* **Extracted text**
__________
A Queensland seamstress who lost her job due to the coronavirus pandemic has been helping her neighbourhood keep safe from the deadly virus by sewing washable face masks and giving them away for free.
Valerie Diola, a mother of two who recently migrated to Australia with her young family decided to keep herself busy after the tailoring and alterations shop she was working for had to close in order to comply with the Covid-19 lockdown rules.
She decided to use her sewing skills to “pay it forward” after friends and neighbours generously assisted her young family with food and household supplies as they navigated difficult times while settling into a new home, in a new country.
“It was really tough for us because my workplace closed temporarily during the lockdown.
“I had no access to JobKeeper because we are not Australian citizens here yet, we’re not even permanent residents,” Ms Diola told Yahoo News Australia.
“We also have no [access to] Medicare, so it was difficult for me and my family.”
Luckily, Ms Diola’s husband was still working but it was a very uncertain time for the young family.
“When the kids got sick, the budget for our food would go to GP appointments.”
“It was really tough, but we survived,” she said.
“We have already lodged our Australian Residency application, I hope it will be granted soon.”
From the Philippines to Ipswich
Originally from the Negros Occidental Province in the Philippines, Ms Diola and her family had immigrated to Australia in 2017 and now call the small town of Ripley, within the City of Ipswich, their home in the Sunshine State.
Making the face masks allowed her to give something back to her community, she said.
For contactless pick-up, she hung the face masks she made on a clothes hanger outside her garage for neighbours to collect.
“The materials my neighbours have donated were also a big help because I was able to make more masks for the community,” she said.
__________
* **Your tasks**
(a) In the article about the Queensland seamstress who sewed free face masks, where did she leave the masks for neighbors to pick up?
(b) Continue the article about the seamstress sewing free face masks, starting right after its final sentence.

* **Stored data**
__________
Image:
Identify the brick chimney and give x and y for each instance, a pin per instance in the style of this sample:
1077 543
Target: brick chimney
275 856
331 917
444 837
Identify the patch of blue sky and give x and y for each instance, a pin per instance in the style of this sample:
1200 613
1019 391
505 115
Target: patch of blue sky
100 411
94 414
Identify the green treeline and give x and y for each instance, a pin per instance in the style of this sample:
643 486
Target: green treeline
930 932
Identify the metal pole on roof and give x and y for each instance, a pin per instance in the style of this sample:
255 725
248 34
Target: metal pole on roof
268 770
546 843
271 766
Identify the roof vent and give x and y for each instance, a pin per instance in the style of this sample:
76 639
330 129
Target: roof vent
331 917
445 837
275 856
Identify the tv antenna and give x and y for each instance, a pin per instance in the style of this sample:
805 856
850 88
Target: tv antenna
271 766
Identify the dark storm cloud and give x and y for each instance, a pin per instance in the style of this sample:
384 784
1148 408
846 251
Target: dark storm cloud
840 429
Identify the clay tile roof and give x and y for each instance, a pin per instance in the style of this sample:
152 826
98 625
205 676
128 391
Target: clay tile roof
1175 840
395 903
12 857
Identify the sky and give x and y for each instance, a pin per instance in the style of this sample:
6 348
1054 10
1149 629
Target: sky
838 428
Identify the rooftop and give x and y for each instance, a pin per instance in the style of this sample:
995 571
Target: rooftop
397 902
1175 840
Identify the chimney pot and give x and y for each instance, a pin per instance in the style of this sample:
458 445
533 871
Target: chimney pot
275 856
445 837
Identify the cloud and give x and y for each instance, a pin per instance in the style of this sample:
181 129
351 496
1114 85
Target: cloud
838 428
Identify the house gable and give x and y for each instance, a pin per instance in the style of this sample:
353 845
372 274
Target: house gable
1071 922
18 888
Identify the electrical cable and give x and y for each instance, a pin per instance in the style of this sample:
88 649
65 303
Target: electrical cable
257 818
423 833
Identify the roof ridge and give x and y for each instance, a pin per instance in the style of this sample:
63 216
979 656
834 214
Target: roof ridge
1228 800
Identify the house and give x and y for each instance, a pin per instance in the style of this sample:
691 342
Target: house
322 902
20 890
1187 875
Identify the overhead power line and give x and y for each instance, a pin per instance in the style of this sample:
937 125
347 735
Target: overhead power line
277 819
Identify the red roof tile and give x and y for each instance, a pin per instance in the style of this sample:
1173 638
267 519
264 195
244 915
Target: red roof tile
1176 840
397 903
__________
* **Results of the tasks**
(a) On a clothes hanger outside her garage.

(b)
“I did not go out of the house when they came to collect the masks, as my family and I were practising social distancing.”
After earning a commerce degree, Ms Diola decided to study Dressmaking at Victory Business College in Bacolod City, Philippines, shortly after giving birth to her daughter.
“I decided to study dressmaking so that I can make her dresses, then the school gave me a scholarship for a short tailoring course.”
Ms Diola made wedding dresses for her family and friends back in the Philippines after graduating as one of the most outstanding students in both the TESDA (Technical Education and Skills Development Authority, Philippines) accredited Dressmaking and Tailoring courses she had studied.
To keep her Dressmaking and Tailoring skills sharp over the years, Ms Diola created quite a number of unique, one-of-a-kind outfits which include traditional Filipiniana gowns and Disney princess-inspired costumes for her daughter as she grew up.
“I'm hoping to have my own dress shop someday and make more dresses,” Ms Diola said.
Sewing masks becomes a family affair
Appreciative of the overwhelmingly positive response, Ms Diola revealed that sewing face masks has become a family affair in her household.
Her husband and daughter, who is now nine-years-old, assist with adding elastic, folding them up, and packing them into individual bags.
“Filipino people are known to be hospitable, kind, helpful, and empathetic to others,” Ms Diola said.
“When the community is in need, we help out as much as we can, without being asked.
“This is the Filipino trait that I want my children to see and continue someday.”
The World Health Organisation advises that face masks should continue to be worn as one of the personal safety measures to assist with suppressing Covid-19 transmission.
Ms Diola has given away approximately 250 adult and children’s face masks to people in her neighbourhood and had been planning to donate more if the lockdown had continued.
Since the lockdown was lifted and restrictions eased in Queensland, Ms Diola is back at work. Even though her time is now limited for sewing face masks in bulk, she will still make them for those who ask.
“There was somebody from another state who sent me a message and said she is immunocompromised, and [asked] if she could buy my masks,” she said.
“But I made the masks for her for free and mailed it to her postage-free.”
Ms Diola says she is very grateful to be able to “give back” to her community after receiving generosity and kindness herself from those around her when she and her young family needed it the most.
“It makes me and my family very happy because all we wanted to do was help our community,” she said.
“It feels amazing to know our efforts are seen and appreciated.”